### EXCERPTED PASSAGE ###

Unfortunately, in the async world this is no longer the case. The caller of checkBrokenLinks is free to use it like this:

proc brokenCode: Future[seq[bool] =
  var uris = @[
    Uri.init("git://github.com/status-im/nim-chronos"),
    Uri.init("https://status.team")
  ]
  let brokenLinksFut = checkBrokenLinks(uris)
  ...  
  return brokenLinksFut

If the uris sequence was passed by reference, the async proc may be resumed after brokenCode returns which may result in accessing the now dangling reference. To avoid this problem, the Nim compiler makes sure to copy all input parameters of the async proc to corresponding fields in the "environment" struct associated with the async proc's closure iterator. This copying may be quite expensive for value types such as string and seqs and the users are advised to avoid using such type in async procs and to prefer using ref parameters where only a pointer must be copied.

###

**GIVEN EXERCISE A**
Answer these about the passage on Nim async procs:
(i) What name does the sample code give the proc that returns brokenLinksFut?
(ii) Into what does the Nim compiler copy all input parameters of an async proc?
(iii) What kind of parameters are users advised to prefer in async procs?
**GIVEN EXERCISE B**
Reproduce the passage on Nim async procs word for word, everything from "Unfortunately, in the" down to "brokenLinksFut = checkBrokenLinks(uris)".

### GIVEN INFORMATION ###

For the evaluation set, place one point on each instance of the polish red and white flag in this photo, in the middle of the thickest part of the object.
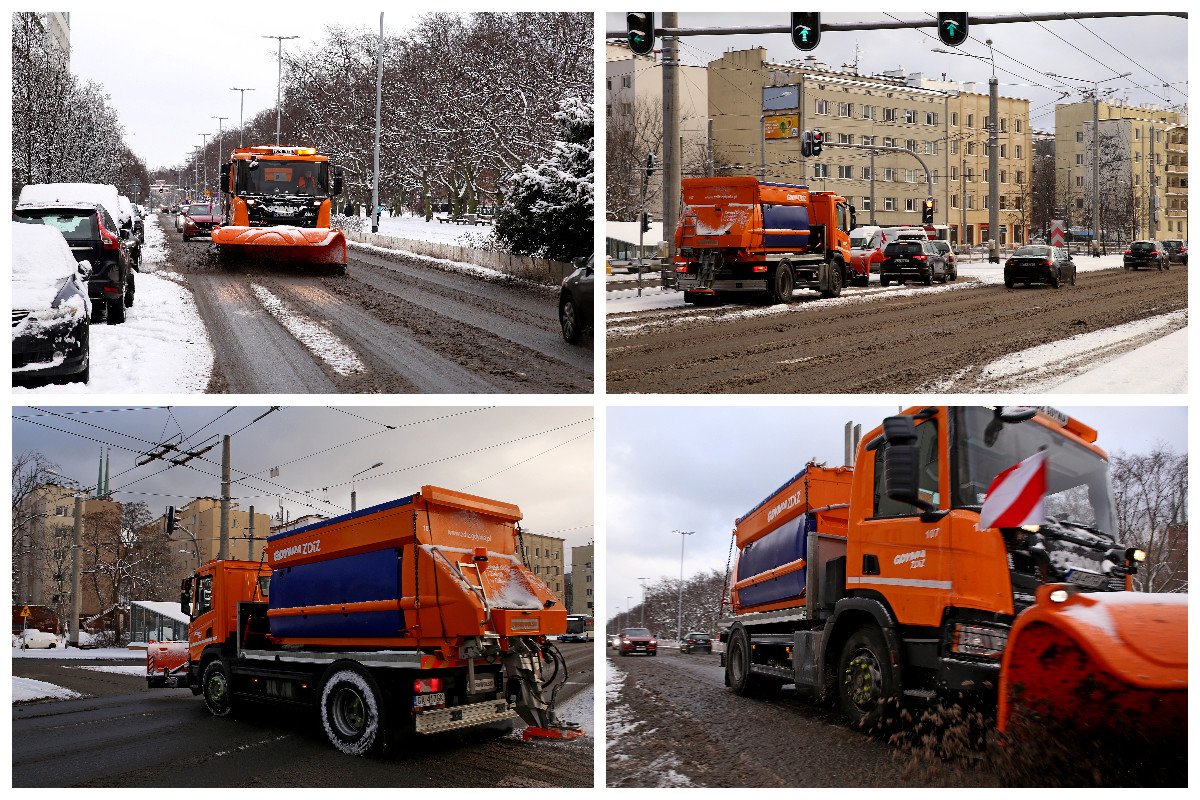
(1015, 498)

###

**RESPONSE A**
(i) brokenCode
(ii) Into corresponding fields in the "environment" struct associated with the async proc's closure iterator.
(iii) ref parameters, where only a pointer must be copied.

**RESPONSE B**
Unfortunately, in the async world this is no longer the case. The caller of checkBrokenLinks is free to use it like this:

proc brokenCode: Future[seq[bool] =
  var uris = @[
    Uri.init("git://github.com/status-im/nim-chronos"),
    Uri.init("https://status.team")
  ]
  let brokenLinksFut = checkBrokenLinks(uris)